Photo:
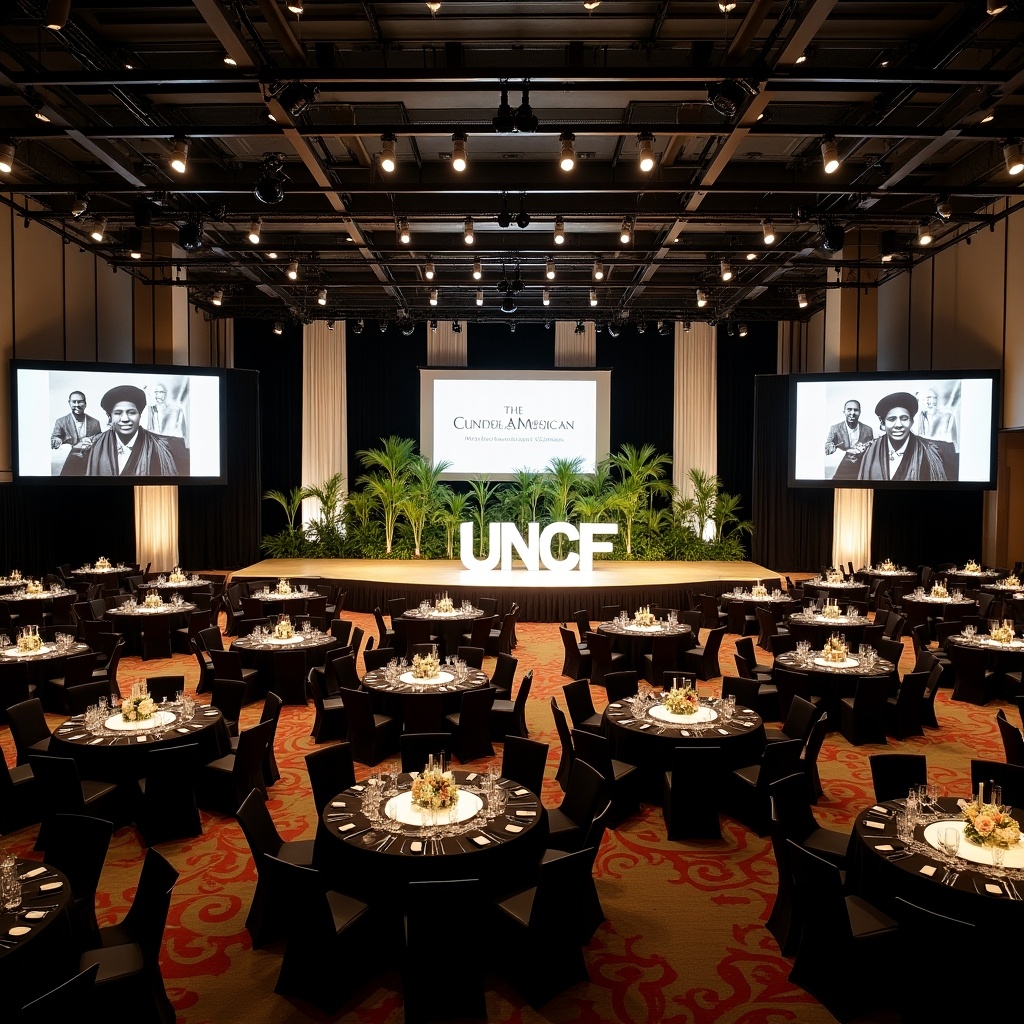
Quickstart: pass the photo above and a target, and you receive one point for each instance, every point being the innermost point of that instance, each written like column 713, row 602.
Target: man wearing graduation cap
column 898, row 454
column 128, row 449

________________

Repeat every record precisely. Any picture among them stays out of the copy.

Photo:
Quickstart: pass the photo above and a target, and you receive one point for each instance, every point being the innermost point of that instance, each written like column 713, row 602.
Target: man wearing graduation cap
column 898, row 454
column 128, row 449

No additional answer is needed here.